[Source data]
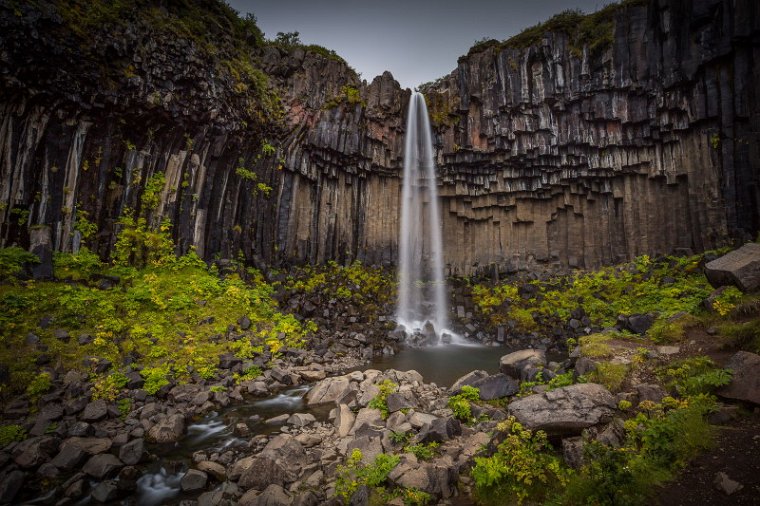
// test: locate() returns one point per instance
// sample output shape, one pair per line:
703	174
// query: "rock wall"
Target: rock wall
548	157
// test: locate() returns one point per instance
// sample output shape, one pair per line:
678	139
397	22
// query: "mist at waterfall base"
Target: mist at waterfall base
422	303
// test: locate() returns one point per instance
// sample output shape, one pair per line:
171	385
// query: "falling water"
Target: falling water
422	287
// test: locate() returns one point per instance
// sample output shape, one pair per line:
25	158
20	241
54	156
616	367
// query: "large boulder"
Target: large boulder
566	410
516	364
329	391
496	386
740	268
745	383
169	429
280	462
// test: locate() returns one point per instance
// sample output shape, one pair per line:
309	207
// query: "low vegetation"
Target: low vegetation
169	317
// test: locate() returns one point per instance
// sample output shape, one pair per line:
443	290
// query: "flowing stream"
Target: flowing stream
422	285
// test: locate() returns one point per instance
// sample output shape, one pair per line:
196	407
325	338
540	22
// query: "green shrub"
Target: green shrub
41	384
354	474
11	433
386	388
460	403
12	261
695	375
522	466
423	451
108	387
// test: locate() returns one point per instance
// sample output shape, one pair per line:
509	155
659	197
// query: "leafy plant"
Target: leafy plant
460	403
12	261
11	433
386	388
522	466
354	474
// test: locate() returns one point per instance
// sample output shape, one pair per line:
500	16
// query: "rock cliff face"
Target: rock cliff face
548	155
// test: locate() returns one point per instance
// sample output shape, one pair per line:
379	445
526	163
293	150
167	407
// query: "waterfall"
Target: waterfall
422	286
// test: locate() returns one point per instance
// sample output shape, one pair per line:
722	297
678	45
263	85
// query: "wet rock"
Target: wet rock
468	379
102	465
212	468
69	457
639	323
169	429
439	430
94	411
745	380
740	268
566	410
193	480
344	420
572	451
301	419
329	390
106	491
10	484
725	484
132	452
35	451
516	363
496	386
90	445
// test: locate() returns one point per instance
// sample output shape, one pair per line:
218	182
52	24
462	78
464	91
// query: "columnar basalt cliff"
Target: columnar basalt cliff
552	154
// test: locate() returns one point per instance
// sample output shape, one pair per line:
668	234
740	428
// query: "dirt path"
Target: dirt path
736	453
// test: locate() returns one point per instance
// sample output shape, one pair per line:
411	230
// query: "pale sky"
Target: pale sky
417	40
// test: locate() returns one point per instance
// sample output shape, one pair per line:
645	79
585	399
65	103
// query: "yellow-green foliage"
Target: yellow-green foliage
728	299
460	403
522	466
637	287
348	95
695	375
386	387
12	261
164	312
354	474
595	346
370	287
11	433
608	374
660	440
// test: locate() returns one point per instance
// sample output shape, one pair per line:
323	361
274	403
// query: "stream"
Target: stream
214	433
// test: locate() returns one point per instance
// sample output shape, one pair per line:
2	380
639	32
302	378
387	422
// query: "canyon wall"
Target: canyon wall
549	155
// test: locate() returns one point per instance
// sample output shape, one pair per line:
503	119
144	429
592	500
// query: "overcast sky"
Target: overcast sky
417	40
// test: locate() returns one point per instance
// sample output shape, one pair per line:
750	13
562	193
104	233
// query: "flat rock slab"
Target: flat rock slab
740	268
566	410
745	383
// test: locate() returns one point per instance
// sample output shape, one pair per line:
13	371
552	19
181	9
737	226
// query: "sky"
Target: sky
416	40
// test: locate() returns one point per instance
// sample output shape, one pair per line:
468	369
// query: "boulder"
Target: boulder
740	268
102	465
745	382
132	452
496	386
344	420
10	484
169	429
467	380
35	451
516	363
95	410
69	457
213	468
193	480
106	491
329	390
566	410
90	445
280	462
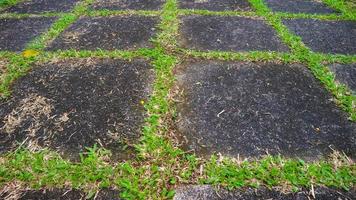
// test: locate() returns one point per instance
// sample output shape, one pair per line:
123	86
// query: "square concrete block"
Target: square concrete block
249	109
16	33
72	104
127	33
337	37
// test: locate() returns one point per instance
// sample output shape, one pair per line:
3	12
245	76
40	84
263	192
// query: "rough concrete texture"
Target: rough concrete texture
250	109
228	34
128	4
325	36
41	6
345	74
127	33
214	5
299	6
16	33
73	104
60	194
209	193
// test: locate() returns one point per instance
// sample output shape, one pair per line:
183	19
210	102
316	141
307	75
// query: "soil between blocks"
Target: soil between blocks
107	33
213	5
209	193
299	6
325	36
128	4
41	6
228	34
345	74
73	104
62	194
16	33
249	109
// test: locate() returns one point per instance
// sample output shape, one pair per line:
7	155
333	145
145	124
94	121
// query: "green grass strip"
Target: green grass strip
107	13
336	58
240	56
93	172
8	3
310	16
219	13
341	93
25	15
62	54
276	171
169	26
348	8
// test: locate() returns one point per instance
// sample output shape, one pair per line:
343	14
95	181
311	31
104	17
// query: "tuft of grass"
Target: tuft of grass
347	7
343	96
169	26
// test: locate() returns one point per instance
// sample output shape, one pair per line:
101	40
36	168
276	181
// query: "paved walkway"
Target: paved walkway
243	88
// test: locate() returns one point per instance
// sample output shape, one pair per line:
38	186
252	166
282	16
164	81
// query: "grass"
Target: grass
8	3
160	165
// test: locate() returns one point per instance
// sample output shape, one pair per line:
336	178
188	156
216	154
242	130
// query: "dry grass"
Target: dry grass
32	108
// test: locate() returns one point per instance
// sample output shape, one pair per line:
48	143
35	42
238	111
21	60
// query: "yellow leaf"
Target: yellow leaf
30	53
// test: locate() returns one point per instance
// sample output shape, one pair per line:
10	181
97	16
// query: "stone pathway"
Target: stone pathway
239	108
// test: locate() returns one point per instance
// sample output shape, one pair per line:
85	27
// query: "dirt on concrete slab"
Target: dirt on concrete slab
73	104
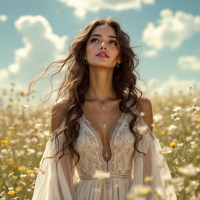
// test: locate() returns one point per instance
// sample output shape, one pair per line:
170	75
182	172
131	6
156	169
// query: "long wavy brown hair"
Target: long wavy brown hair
76	82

**WHAT YOU WILL DO**: Nothing but an exact copy of the data, without its images, should make up your answer.

**RESULT BELOW**:
// test: locate() returns one point per instance
// sample output shape, one pair per line:
703	174
// query: "rock wall"
Target: rock wall
548	157
// test: locate() returns one point per instance
// sample output shape, one pair per line:
678	139
397	22
// query: "mist at waterfall base"
Target: mist at waterfall base
422	303
// test: locate() returns one point per instance
// sample output shape, one pair per line:
171	385
// query: "falling water"
Target: falling water
422	287
// test: locate() returns one point per instance
// sample output shape, one pair per line:
25	158
20	241
54	156
616	367
// query: "large boulder"
Target: large boulder
566	410
516	364
329	391
496	386
740	268
745	383
169	429
280	462
// test: locate() returns one point per instance
// sample output shape, one pair per line:
309	207
// query: "low vegetation"
Target: low vegetation
169	317
// test: locate() returns one point per instance
// sample output shape, one pair per line:
443	290
// query: "flowing stream"
Target: flowing stream
422	285
// test: locate() returns one point per instance
// sample output shape, one pair per line:
196	407
325	338
540	22
// query: "green shrub"
Target: green shrub
41	384
354	474
11	433
386	388
460	403
12	261
695	375
522	466
423	451
108	387
// test: locate() returns one point per instance
// sample output shape, one pair per line:
509	155
659	197
// query: "leafy plant"
Target: leafy plant
460	403
12	261
11	433
386	388
522	466
354	474
// test: locate() returns one point per instance
// sample output shape, one pair per line:
500	16
// query: "rock cliff face"
Target: rock cliff face
548	155
// test: locate() returns one point per instance
// sample output shape, one pair per line:
379	445
526	163
293	150
167	407
// query: "waterfall"
Target: waterfall
422	286
// test: locate() returns one point per instance
// sample output shape, one pair per line:
722	297
678	45
263	85
// query: "wet rock"
Target: wet rock
468	379
102	465
212	468
69	457
639	323
169	429
439	430
94	411
745	380
740	268
566	410
193	480
344	420
572	451
301	419
329	390
106	491
10	484
725	484
132	452
35	451
516	363
496	386
90	445
// test: locate() returns one point per instance
// sample output shape, one pair per line:
218	182
52	24
462	78
464	91
// query: "columnar basalt cliff"
Target: columnar basalt cliff
552	154
// test: locate() returns one point per instance
// sample output shape, one pair per line:
668	234
740	428
// query: "dirt path"
Target: dirt path
736	453
// test: locate() returns one point per instance
// sample output shape, one pair per line:
411	230
// query: "pale sky"
Target: pale sky
417	40
// test: locate() returns one point per instance
// sample output shape, one pair per line:
645	79
585	399
65	103
// query: "yellow-green foliage"
Target: yellow-green foliage
728	299
460	403
522	466
637	287
348	95
695	375
386	387
12	261
164	312
354	474
595	346
370	287
11	433
608	374
660	440
// test: locate() returns one point per instance
// sample output shape, one pair per line:
323	361
274	403
// query: "stream"
Target: stream
214	433
// test: locate() returns one point per instance
// sample output shape, one pair per line:
2	380
639	32
302	378
387	422
// query: "canyon wall"
Target: canyon wall
549	155
// test: locate() returns one point per instance
// sample output shape, one pair per line:
503	119
144	429
592	500
// query: "overcast sky"
Target: overcast sky
417	40
// test: locate() returns one point per instance
// sample output shape, one pair per line:
750	13
562	193
104	233
// query: "flat rock slab"
Target: flat rock slab
740	268
566	410
745	383
// test: locate() returns one point per instance
// sample output shape, one pair per line:
13	371
552	19
181	9
737	226
// query: "sky"
Target: sky
416	40
// test: locate() returns one point per instance
// sample output shape, one pair per line:
468	369
// query: "boulder"
Target: boulder
740	268
102	465
745	382
132	452
496	386
344	420
10	484
169	429
467	380
35	451
516	363
95	410
69	457
213	468
193	480
106	491
329	390
566	410
90	445
280	462
// test: locate() returns one point per instance
// sample output shape, one pair per line:
123	86
// query: "square concrete block"
Target: square concrete block
249	109
16	33
72	104
127	33
337	37
// test: locate() returns one point per instance
// sample output shape, one pair per line:
3	12
245	76
40	84
263	192
// query: "rough concrete texture"
Target: rough concrete texture
250	109
228	34
128	4
325	36
41	6
345	74
127	33
214	5
299	6
16	33
73	104
60	194
209	193
// test: locate() returns one point per instance
// sample output shape, one pair per line:
183	19
210	102
316	141
307	75
// query: "soil between blocks"
Target: soil between blocks
107	33
213	5
209	193
299	6
325	36
128	4
41	6
228	34
345	74
73	104
62	194
16	33
249	109
// test: locate() returns one point per instance
// sample output shape, one pair per line:
7	155
333	145
145	124
94	121
// query: "green grass strip"
Target: green grass strip
107	13
336	58
240	56
93	172
8	3
310	16
219	13
341	93
25	15
62	54
276	171
169	26
348	8
// test: locate() returns one point per instance
// sample output shape, one pair per line:
343	14
95	181
311	31
104	17
// query: "tuft of grass"
Target: tuft of grass
347	7
343	96
169	26
// test: locate() returns one point per instance
// sample output shape, one pair per line:
101	40
36	168
276	181
// query: "paved walkway"
Target: paved walkway
243	88
// test: locate() returns one point per instance
// sample output shape, one pair per line:
38	186
252	166
282	16
164	81
// query: "grass"
Target: grass
8	3
160	165
// test: locate() returns one point per instance
// sample output shape, one pair per line:
336	178
188	156
216	154
242	130
// query: "dry grass"
Target: dry grass
32	108
// test: locate() returns one point per instance
// sample output shape, one pair per line:
48	143
35	42
238	111
21	60
// query: "yellow leaf"
Target: yellow leaf
30	53
// test: locate() returns one point per instance
// sample output shape, one pair per line:
10	181
97	16
// query: "stone pathway"
Target: stone pathway
239	108
// test: locate() returns one point per instance
// sample output shape, one pair per line:
85	27
// query: "dirt on concrete slab"
Target: dirt on concrete slab
73	104
// test: locate() returns one point per instance
// sample output shape, one pair per line:
170	75
182	172
131	6
156	169
// query: "long wavy brown hair"
Target: long wavy brown hair
76	82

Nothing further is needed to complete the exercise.